### The request
Return each line of the rows below that contains the string "Query", copying it unchanged.

### Records for this task
⁂

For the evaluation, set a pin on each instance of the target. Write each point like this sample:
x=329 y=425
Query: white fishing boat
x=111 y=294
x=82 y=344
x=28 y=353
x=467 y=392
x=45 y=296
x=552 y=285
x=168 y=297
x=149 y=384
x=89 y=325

⁂

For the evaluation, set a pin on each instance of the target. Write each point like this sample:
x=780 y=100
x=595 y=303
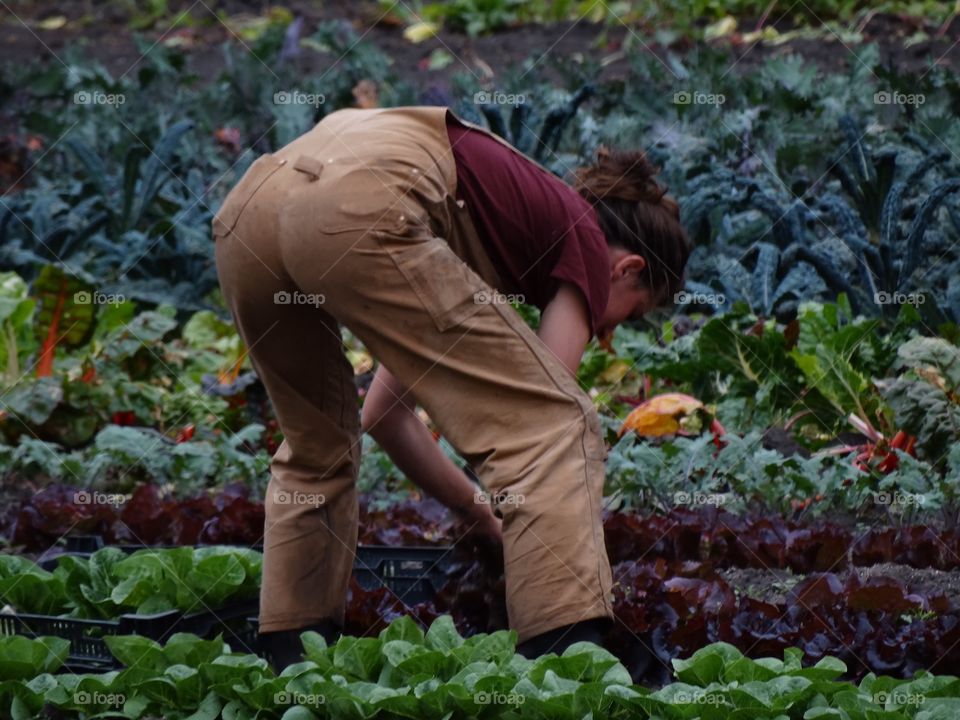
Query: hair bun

⁂

### Final result
Query: white fishing boat
Query: hair bun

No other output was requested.